Below is a set of records. Repeat all of them exactly.
=== Data to process ===
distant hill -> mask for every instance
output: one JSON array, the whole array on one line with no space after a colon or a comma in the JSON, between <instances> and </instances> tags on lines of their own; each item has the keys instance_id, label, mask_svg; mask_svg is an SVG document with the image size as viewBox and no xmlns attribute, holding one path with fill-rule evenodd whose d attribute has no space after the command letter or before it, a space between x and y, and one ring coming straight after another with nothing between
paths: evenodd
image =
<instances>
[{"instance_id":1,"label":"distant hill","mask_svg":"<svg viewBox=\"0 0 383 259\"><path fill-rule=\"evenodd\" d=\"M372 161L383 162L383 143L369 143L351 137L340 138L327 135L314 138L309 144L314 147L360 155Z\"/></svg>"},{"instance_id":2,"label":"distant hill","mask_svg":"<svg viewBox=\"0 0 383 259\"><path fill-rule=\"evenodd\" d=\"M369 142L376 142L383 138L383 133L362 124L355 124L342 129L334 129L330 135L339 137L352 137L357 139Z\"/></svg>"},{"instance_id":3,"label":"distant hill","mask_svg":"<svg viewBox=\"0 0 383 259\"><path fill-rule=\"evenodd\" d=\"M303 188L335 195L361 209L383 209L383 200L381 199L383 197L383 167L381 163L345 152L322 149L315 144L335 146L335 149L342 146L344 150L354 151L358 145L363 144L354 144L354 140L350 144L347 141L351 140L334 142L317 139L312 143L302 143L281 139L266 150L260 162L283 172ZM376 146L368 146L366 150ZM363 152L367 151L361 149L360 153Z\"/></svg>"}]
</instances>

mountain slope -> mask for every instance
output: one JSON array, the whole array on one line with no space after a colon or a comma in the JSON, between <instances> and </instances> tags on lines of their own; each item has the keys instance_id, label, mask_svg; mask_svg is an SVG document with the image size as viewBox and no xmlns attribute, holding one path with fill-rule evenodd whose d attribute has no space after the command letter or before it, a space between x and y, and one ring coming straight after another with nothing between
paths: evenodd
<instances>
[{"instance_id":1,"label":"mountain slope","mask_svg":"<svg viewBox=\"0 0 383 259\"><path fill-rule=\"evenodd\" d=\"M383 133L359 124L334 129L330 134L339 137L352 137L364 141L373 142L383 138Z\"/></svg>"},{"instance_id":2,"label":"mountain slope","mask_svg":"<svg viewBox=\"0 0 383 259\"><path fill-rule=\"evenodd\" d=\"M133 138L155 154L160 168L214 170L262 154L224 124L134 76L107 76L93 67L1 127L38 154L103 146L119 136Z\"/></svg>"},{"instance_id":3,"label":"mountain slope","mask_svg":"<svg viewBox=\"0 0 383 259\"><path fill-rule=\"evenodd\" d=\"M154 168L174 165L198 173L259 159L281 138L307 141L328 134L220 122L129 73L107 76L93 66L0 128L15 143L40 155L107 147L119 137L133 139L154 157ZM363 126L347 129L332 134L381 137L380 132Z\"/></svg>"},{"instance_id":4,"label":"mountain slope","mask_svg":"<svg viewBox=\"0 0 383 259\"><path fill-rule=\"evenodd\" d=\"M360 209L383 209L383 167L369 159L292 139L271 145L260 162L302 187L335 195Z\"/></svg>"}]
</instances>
===
(Expected answer):
distant hill -> mask for every instance
output: one JSON array, the whole array on one line with no space after a colon or a comma in the JSON, between <instances> and </instances> tags on lines of their own; each item has the keys instance_id, label, mask_svg; mask_svg is an SVG document with the image size as viewBox and no xmlns attribute, holding one path with fill-rule evenodd whose d attribute has no space after the command letter or before it, a space between x and y, and one ring coming straight after another with nothing between
paths: evenodd
image =
<instances>
[{"instance_id":1,"label":"distant hill","mask_svg":"<svg viewBox=\"0 0 383 259\"><path fill-rule=\"evenodd\" d=\"M372 161L383 162L383 143L369 143L351 137L340 138L327 135L314 138L309 144L314 147L360 155Z\"/></svg>"},{"instance_id":2,"label":"distant hill","mask_svg":"<svg viewBox=\"0 0 383 259\"><path fill-rule=\"evenodd\" d=\"M369 142L376 142L383 138L383 133L362 124L355 124L342 129L334 129L330 135L339 137L352 137L357 139Z\"/></svg>"},{"instance_id":3,"label":"distant hill","mask_svg":"<svg viewBox=\"0 0 383 259\"><path fill-rule=\"evenodd\" d=\"M303 188L335 195L361 209L383 209L383 200L381 199L383 197L383 167L381 163L345 152L322 149L315 144L335 146L335 149L342 146L344 150L354 151L358 145L363 144L354 144L354 140L350 144L347 141L351 140L334 142L317 139L312 143L302 143L281 139L266 150L260 162L283 172ZM376 146L368 146L366 150ZM363 152L367 151L361 149L360 153Z\"/></svg>"}]
</instances>

mountain slope -> mask for every instance
output: one JSON array, the whole array on one line with no space after a colon or a comma in the JSON, between <instances> and </instances> tags on lines of their own; each item has the keys instance_id, label, mask_svg; mask_svg is an SVG document with the image size as viewBox and no xmlns attribute, holding one path with fill-rule evenodd whose d attribute has no space after the command letter or before it, a space between x and y, and one ring coming straight after another with nothing between
paths: evenodd
<instances>
[{"instance_id":1,"label":"mountain slope","mask_svg":"<svg viewBox=\"0 0 383 259\"><path fill-rule=\"evenodd\" d=\"M383 133L359 124L334 129L330 134L339 137L352 137L364 141L373 142L383 138Z\"/></svg>"},{"instance_id":2,"label":"mountain slope","mask_svg":"<svg viewBox=\"0 0 383 259\"><path fill-rule=\"evenodd\" d=\"M133 138L155 154L160 168L214 170L262 154L224 124L134 76L107 76L93 67L1 127L38 154L103 146L119 136Z\"/></svg>"},{"instance_id":3,"label":"mountain slope","mask_svg":"<svg viewBox=\"0 0 383 259\"><path fill-rule=\"evenodd\" d=\"M154 168L174 165L198 173L259 159L281 138L307 141L328 134L220 122L129 73L107 76L93 66L0 128L15 143L40 155L107 147L119 137L133 139L154 157ZM363 126L347 129L332 134L381 137L380 132Z\"/></svg>"},{"instance_id":4,"label":"mountain slope","mask_svg":"<svg viewBox=\"0 0 383 259\"><path fill-rule=\"evenodd\" d=\"M360 209L383 209L383 167L369 159L292 139L271 145L260 162L302 187L335 195Z\"/></svg>"}]
</instances>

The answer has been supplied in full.